## About this task
In the material below, the lines to repeat exactly run from the one containing "hood on dog" to the very last line, both included.
--- START ---
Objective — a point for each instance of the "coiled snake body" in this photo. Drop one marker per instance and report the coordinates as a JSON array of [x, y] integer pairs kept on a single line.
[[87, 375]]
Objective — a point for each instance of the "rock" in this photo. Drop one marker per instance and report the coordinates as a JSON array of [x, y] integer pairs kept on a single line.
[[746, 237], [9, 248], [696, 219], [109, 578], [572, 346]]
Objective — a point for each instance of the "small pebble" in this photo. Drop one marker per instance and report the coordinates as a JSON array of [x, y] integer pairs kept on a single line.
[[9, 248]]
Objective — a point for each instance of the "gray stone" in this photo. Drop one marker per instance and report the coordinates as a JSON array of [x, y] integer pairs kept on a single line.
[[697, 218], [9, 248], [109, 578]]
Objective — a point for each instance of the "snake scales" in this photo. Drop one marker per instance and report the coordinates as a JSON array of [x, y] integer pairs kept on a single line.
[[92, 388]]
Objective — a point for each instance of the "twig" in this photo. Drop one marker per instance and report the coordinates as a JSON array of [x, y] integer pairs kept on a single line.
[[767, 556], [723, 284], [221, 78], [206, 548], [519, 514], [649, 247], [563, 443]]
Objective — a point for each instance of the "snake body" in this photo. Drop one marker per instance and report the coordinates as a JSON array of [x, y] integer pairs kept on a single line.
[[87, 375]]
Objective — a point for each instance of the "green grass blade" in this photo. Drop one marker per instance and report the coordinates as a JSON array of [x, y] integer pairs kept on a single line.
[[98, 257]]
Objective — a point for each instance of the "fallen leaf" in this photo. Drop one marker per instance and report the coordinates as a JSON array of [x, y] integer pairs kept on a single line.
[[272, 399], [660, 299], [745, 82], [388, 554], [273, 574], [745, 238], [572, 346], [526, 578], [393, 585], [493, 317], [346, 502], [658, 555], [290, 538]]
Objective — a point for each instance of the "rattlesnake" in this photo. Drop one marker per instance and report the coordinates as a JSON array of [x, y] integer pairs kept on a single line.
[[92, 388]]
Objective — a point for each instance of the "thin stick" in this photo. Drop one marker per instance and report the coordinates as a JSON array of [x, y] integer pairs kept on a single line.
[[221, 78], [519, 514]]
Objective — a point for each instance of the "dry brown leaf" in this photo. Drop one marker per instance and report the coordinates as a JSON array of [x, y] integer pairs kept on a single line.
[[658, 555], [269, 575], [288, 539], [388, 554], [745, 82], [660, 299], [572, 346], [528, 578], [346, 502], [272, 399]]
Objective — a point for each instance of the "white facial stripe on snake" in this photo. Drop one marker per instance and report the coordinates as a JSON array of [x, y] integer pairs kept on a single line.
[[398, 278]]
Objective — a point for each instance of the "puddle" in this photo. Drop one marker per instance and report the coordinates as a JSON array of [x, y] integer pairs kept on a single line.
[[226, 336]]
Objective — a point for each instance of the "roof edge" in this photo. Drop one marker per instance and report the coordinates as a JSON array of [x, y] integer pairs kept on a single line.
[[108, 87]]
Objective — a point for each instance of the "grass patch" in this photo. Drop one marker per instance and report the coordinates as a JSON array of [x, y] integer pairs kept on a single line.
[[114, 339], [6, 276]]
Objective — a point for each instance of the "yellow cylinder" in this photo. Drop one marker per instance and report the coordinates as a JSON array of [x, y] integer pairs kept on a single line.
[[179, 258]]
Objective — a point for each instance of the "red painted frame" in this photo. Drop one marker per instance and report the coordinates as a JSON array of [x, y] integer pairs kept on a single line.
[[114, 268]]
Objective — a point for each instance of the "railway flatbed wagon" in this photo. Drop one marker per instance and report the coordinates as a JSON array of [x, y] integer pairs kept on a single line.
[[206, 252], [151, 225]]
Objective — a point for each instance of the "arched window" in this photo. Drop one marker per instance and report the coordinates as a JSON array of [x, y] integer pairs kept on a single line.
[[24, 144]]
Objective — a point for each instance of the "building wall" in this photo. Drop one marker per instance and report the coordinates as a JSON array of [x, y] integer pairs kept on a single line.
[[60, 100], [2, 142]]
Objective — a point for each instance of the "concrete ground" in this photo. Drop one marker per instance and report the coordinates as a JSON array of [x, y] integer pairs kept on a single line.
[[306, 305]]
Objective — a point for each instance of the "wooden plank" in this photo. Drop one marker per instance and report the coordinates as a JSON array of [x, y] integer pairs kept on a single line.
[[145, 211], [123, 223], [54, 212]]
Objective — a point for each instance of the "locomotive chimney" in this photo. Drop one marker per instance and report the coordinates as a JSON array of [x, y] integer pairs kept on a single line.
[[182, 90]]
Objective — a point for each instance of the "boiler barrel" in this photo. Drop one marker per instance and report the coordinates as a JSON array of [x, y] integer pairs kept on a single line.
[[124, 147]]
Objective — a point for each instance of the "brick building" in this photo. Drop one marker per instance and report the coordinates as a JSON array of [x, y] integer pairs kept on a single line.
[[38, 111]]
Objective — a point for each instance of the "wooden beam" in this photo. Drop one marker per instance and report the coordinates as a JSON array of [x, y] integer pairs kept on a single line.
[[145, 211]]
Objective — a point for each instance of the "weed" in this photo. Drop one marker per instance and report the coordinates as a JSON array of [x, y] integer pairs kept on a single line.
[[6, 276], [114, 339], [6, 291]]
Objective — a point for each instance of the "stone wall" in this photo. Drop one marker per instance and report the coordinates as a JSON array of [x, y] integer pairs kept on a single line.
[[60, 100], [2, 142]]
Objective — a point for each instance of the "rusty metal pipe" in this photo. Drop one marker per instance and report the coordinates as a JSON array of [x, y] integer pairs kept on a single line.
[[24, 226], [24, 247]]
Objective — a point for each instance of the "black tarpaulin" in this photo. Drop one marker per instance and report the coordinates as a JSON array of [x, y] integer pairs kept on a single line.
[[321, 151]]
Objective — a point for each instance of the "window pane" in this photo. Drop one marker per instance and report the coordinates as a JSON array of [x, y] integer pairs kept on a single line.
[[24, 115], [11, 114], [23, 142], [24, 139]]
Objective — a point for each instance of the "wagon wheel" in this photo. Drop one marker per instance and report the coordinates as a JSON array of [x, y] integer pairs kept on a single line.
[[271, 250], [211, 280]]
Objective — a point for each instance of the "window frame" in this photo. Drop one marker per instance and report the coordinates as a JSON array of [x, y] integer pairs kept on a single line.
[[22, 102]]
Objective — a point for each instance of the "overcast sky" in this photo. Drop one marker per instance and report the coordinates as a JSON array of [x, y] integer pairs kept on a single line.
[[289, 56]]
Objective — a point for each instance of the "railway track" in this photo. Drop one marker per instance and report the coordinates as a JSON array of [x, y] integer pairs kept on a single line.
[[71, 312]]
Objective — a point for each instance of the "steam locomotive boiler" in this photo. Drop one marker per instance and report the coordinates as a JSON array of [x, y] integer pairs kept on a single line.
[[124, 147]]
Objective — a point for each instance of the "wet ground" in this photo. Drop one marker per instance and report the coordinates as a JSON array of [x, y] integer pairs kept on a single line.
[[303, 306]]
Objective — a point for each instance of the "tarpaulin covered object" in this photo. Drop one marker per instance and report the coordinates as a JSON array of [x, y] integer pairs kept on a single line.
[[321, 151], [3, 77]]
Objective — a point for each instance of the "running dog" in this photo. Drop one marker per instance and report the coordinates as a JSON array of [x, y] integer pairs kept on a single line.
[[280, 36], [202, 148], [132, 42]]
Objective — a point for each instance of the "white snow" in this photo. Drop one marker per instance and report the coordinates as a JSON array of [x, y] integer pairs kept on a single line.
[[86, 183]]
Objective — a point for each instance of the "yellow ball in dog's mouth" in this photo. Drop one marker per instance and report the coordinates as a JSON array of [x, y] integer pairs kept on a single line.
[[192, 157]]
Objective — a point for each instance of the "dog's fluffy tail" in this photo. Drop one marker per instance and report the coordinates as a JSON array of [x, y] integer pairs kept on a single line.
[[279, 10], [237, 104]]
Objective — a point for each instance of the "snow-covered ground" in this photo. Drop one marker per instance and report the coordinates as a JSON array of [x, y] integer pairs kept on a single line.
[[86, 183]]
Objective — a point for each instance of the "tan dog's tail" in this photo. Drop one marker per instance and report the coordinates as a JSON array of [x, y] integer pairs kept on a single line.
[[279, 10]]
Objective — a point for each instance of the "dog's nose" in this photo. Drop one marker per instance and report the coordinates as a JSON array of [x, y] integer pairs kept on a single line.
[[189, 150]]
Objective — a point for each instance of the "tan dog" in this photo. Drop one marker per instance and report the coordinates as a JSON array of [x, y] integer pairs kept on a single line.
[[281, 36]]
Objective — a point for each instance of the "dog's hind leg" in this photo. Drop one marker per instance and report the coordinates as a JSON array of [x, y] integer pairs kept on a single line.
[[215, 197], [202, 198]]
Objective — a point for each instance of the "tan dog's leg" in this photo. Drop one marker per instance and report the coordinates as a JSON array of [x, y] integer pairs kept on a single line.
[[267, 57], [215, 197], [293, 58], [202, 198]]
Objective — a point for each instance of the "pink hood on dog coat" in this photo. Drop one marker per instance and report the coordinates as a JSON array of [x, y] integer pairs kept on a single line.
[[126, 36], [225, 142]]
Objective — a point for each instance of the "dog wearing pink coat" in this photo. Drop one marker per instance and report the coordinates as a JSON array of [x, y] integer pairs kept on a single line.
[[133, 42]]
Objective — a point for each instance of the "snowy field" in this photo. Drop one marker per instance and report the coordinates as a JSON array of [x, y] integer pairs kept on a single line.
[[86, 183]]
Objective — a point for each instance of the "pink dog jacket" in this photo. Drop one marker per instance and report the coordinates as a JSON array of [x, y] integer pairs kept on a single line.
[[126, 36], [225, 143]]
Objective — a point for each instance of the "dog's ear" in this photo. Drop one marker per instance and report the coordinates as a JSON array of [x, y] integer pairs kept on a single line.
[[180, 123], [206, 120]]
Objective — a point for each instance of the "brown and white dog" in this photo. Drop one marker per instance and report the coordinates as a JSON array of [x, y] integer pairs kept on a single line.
--- END ---
## Exercise result
Objective — a point for each instance of the "pink hood on dog coat" in this photo. Drop one marker per instance and report the coordinates as a JSON array of [x, y] integer pairs kept on a single line.
[[126, 36], [225, 142]]
Objective — a point for each instance of the "dog wearing pink coat" in this photo. Drop one marker per instance and report the coordinates as a JSON array of [x, y] integer pairs kept on a single line.
[[133, 42]]
Objective — a point for each instance of the "snowy field" in this photo. Drop one marker per instance and report the coordinates as a JSON array of [x, y] integer pairs kept on a single line.
[[86, 183]]
Objective — a point for each instance of the "pink dog jacket" in this photo. Drop one marker per instance and report the coordinates as a JSON array of [x, y] integer pairs kept on a single line.
[[126, 36], [225, 143]]
Objective — a point for each instance of the "dog's ear" in this photo. Drop one marker per instance and report the coordinates as a JSON array of [x, y] integer pairs kept on a single line.
[[180, 123], [206, 120]]
Objective — a point for each instance of the "brown and white dog" in this photo. Drop one marker per instance and report the coordinates as a JSON array of [x, y] integer pairs kept on a single line.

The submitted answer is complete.